## Set problem
Reproduce the data below word for word, every line in its original order, and leave the pictures out of your answer.

—————

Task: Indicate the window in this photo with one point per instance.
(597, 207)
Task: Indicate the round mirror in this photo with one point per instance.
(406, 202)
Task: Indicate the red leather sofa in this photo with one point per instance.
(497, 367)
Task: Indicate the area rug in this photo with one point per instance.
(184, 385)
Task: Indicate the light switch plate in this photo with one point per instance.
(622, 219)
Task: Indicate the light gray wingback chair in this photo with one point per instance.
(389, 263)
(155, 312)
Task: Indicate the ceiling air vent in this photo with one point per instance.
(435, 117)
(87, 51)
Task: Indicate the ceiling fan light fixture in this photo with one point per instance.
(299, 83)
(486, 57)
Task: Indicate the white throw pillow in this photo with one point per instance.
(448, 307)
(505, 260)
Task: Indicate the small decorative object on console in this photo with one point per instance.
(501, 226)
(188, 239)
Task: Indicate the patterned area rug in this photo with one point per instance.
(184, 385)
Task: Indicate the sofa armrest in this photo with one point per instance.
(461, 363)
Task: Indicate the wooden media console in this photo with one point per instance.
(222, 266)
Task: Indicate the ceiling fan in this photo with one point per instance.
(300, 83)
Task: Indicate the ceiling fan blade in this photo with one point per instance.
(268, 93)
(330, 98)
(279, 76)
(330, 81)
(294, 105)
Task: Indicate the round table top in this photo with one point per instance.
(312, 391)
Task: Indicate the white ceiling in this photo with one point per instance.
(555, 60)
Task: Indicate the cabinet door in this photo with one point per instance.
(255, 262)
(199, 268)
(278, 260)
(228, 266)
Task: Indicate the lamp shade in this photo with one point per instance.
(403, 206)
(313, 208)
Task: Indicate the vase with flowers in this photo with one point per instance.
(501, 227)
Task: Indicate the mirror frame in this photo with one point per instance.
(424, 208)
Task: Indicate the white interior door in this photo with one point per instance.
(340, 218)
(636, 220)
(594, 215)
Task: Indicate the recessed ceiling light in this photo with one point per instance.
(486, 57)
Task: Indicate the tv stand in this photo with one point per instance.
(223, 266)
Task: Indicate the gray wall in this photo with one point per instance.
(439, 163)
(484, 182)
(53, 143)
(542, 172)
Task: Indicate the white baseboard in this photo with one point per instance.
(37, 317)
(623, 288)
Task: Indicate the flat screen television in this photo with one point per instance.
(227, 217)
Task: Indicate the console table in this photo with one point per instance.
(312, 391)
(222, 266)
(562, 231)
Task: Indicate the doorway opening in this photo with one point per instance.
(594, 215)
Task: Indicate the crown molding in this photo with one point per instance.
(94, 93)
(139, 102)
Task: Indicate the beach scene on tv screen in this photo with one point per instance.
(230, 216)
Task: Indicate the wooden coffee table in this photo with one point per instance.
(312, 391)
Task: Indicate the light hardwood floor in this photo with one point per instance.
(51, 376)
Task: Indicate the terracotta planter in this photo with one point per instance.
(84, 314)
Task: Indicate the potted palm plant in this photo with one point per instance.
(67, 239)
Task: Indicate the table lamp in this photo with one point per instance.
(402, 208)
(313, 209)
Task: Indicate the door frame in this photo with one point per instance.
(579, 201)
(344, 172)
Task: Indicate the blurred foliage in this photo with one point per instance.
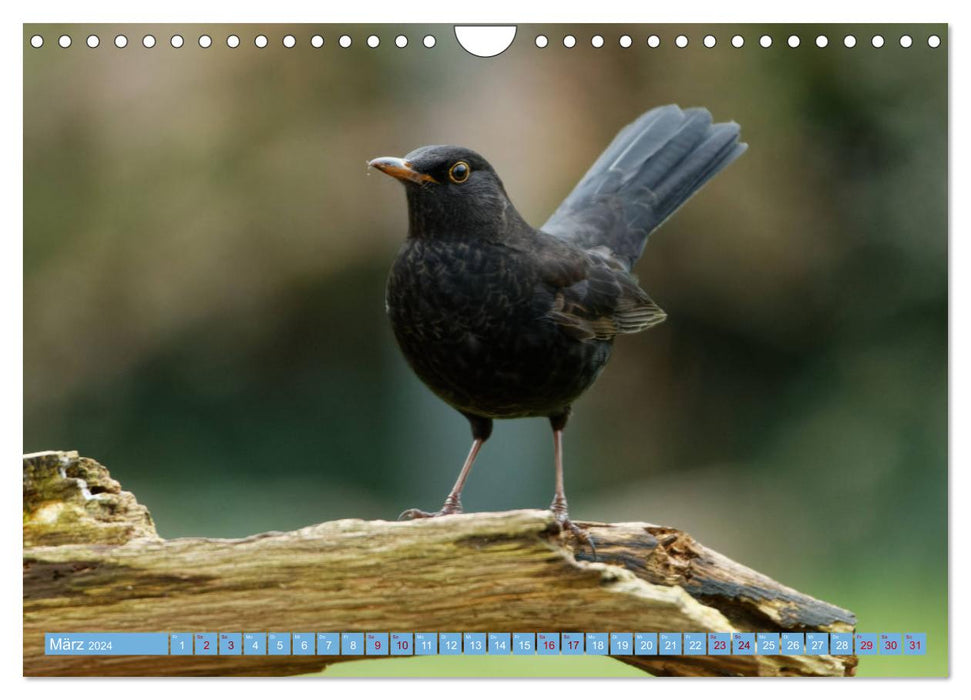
(204, 263)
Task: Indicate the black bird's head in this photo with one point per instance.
(452, 192)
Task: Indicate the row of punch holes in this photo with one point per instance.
(428, 41)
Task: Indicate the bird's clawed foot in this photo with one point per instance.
(563, 518)
(451, 507)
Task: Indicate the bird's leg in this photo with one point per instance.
(559, 505)
(481, 429)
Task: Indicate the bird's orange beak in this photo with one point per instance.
(400, 169)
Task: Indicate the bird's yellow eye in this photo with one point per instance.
(459, 172)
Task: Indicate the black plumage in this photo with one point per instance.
(502, 320)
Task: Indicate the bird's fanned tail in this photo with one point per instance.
(652, 167)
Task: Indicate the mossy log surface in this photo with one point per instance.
(93, 562)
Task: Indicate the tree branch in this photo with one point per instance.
(93, 562)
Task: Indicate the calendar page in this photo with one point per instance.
(641, 329)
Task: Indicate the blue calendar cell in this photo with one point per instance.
(230, 643)
(817, 643)
(841, 643)
(720, 643)
(694, 643)
(377, 643)
(767, 643)
(866, 644)
(205, 643)
(474, 643)
(792, 643)
(890, 644)
(645, 644)
(352, 644)
(402, 644)
(278, 643)
(669, 644)
(303, 643)
(499, 643)
(524, 643)
(597, 643)
(426, 643)
(180, 643)
(254, 643)
(328, 643)
(572, 643)
(548, 643)
(450, 643)
(621, 643)
(915, 644)
(743, 643)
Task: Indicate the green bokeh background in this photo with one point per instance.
(204, 266)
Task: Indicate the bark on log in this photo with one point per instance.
(94, 563)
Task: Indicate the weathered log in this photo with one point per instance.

—————

## Full solution
Task: Indicate the window in this photo with one point per instance.
(597, 207)
Task: Indicate the round mirror in this photo with one point per instance.
(406, 202)
Task: Indicate the red leather sofa in this photo with one point per instance.
(497, 367)
Task: Indicate the area rug in this photo with one point per instance.
(184, 385)
Task: Indicate the light switch plate in this photo with one point per instance.
(622, 219)
Task: Indicate the light gray wingback chair in this photo with one point per instance.
(389, 263)
(155, 312)
Task: Indicate the ceiling air vent in this photo with one point per instance.
(435, 117)
(87, 51)
Task: Indicate the ceiling fan light fixture in this photo with one point per instance.
(299, 83)
(486, 57)
Task: Indicate the white throw pillow in this photo with one point per instance.
(448, 307)
(505, 260)
Task: Indicate the small decorative object on console in this photo with one point per instance.
(501, 226)
(188, 239)
Task: Indicate the patterned area rug in this photo with one point per instance.
(184, 385)
Task: Indicate the sofa armrest in this photo with one point per instance.
(461, 363)
Task: Indicate the wooden media console in this photo with one point per instance.
(222, 266)
Task: Indicate the ceiling fan in this photo with one point per instance.
(300, 83)
Task: Indicate the ceiling fan blade in this photo with one point per instance.
(268, 93)
(330, 98)
(279, 76)
(330, 81)
(294, 105)
Task: Indicate the round table top in this photo with one point per instance.
(312, 391)
Task: Indicate the white ceiling in this photo with one point per instance.
(555, 60)
Task: Indicate the cabinet door in this photo with one point per instance.
(255, 262)
(199, 268)
(278, 260)
(228, 266)
Task: Indicate the lamp shade in this photo with one point per instance.
(403, 206)
(313, 208)
Task: Indicate the vase with flowers in this photo with one point per instance.
(501, 227)
Task: Indicate the mirror frame in this photo with one point per instance.
(424, 208)
Task: Indicate the white interior door in this photo with one point per instance.
(340, 218)
(636, 220)
(594, 215)
Task: Indicate the recessed ceiling light in this photo with one point per instance.
(486, 57)
Task: Indicate the tv stand in this photo with one point per instance.
(223, 266)
Task: Indicate the gray wall in this photo with one point per instance.
(439, 163)
(484, 182)
(53, 143)
(542, 172)
Task: Indicate the white baseboard in this photo with one point per instance.
(37, 317)
(623, 288)
Task: Indicate the flat screen television in this photo with one point per instance.
(227, 217)
Task: Indicate the console table in this photo with one point per instance.
(312, 391)
(222, 266)
(562, 231)
Task: Indicate the doorway opening in this photo with one point per instance.
(594, 215)
Task: Indicate the crown molding in this photo with one point per instance.
(94, 93)
(139, 102)
Task: Indicate the beach scene on tv screen in this photo with one point per instance.
(230, 216)
Task: Indicate the wooden coffee table in this photo with one point per instance.
(312, 391)
Task: Indicate the light hardwood floor in this photo with one point per instance.
(51, 376)
Task: Indicate the terracotta planter in this photo with one point per instance.
(84, 314)
Task: Indicate the potted palm plant in this photo with one point per instance.
(67, 239)
Task: Indicate the table lamp in this photo with one point per instance.
(402, 208)
(313, 209)
Task: Indicate the door frame in this photo with one point per instance.
(579, 201)
(344, 172)
Task: Indicate the blurred foliage in this photo with one point per instance.
(204, 263)
Task: Indicate the black bird's head in this photo with one point per instance.
(452, 192)
Task: Indicate the row of punch holes in this photo with one point per instance.
(428, 41)
Task: Indicate the bird's clawed foot in this photo with one point per instance.
(563, 518)
(451, 507)
Task: Indicate the bird's leg in this photo with one point per instance.
(559, 505)
(481, 429)
Task: Indicate the bird's orange beak in this photo with one point per instance.
(400, 169)
Task: Indicate the bird's yellow eye in this photo with one point per instance.
(459, 172)
Task: Indicate the black plumage in this photo with one point per instance.
(502, 320)
Task: Indicate the bird's fanned tail in this photo with one point per instance.
(652, 167)
Task: Indicate the mossy log surface in this photo with one point per instance.
(93, 562)
Task: Indicate the tree branch in this photo with one point per instance.
(93, 562)
Task: Indicate the calendar page in this photo with one point per instance.
(641, 329)
Task: Indicate the blue calendar cell in this photo with one point per instance.
(230, 643)
(817, 643)
(841, 643)
(720, 643)
(694, 643)
(377, 643)
(767, 643)
(866, 644)
(205, 643)
(474, 643)
(792, 643)
(890, 644)
(645, 644)
(352, 644)
(402, 644)
(278, 643)
(669, 644)
(303, 643)
(499, 643)
(524, 643)
(597, 643)
(426, 643)
(180, 643)
(254, 643)
(328, 643)
(572, 643)
(548, 643)
(450, 643)
(621, 643)
(915, 644)
(743, 643)
Task: Indicate the green bokeh background in this photo with one point per instance.
(204, 266)
Task: Indicate the bark on log in this photo with one point per instance.
(94, 563)
Task: Indicate the weathered log in this photo with one point per instance.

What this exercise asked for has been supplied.